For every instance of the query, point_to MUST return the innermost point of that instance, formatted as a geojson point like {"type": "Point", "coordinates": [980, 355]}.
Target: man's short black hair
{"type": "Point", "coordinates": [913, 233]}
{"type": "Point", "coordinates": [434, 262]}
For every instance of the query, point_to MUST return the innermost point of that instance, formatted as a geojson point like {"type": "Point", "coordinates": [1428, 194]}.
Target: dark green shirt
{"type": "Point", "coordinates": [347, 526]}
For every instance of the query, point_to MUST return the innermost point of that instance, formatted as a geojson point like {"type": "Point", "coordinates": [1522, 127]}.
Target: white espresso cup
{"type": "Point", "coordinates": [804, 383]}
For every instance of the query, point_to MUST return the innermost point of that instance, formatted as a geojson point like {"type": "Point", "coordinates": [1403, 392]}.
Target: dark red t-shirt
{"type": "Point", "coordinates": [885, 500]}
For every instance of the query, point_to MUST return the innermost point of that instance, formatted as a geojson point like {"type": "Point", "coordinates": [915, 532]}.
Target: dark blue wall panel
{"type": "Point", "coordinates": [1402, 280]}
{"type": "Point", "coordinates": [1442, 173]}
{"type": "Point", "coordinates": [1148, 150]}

--------

◆ Given task ◆
Above are some records; repeat all of them exactly.

◆ Exercise result ◆
For every instance of the query, point_to MUST return the innermost point of that instance, formatted as a geojson point like {"type": "Point", "coordinates": [980, 355]}.
Target: man's short black hair
{"type": "Point", "coordinates": [913, 233]}
{"type": "Point", "coordinates": [434, 262]}
For every instance of the query, point_to MUST return the innermost point of that instance, formatted as a geojson point like {"type": "Point", "coordinates": [1428, 194]}.
Target: dark green shirt
{"type": "Point", "coordinates": [347, 526]}
For every instance of the query, point_to MUST return the innermost point of that instance, formatted as a geojson point like {"type": "Point", "coordinates": [1522, 127]}.
Target: white espresso cup
{"type": "Point", "coordinates": [804, 383]}
For every instance of the query, point_to MUST return the innermost point of that instance, formatted as a geojson point like {"type": "Point", "coordinates": [1403, 392]}.
Target: dark red t-shirt
{"type": "Point", "coordinates": [885, 500]}
For every instance of the query, point_to MUST return the innermost point of that instance, formatted as a geojson point like {"type": "Point", "coordinates": [915, 532]}.
Target: dark blue wall panel
{"type": "Point", "coordinates": [1402, 280]}
{"type": "Point", "coordinates": [1442, 173]}
{"type": "Point", "coordinates": [1148, 150]}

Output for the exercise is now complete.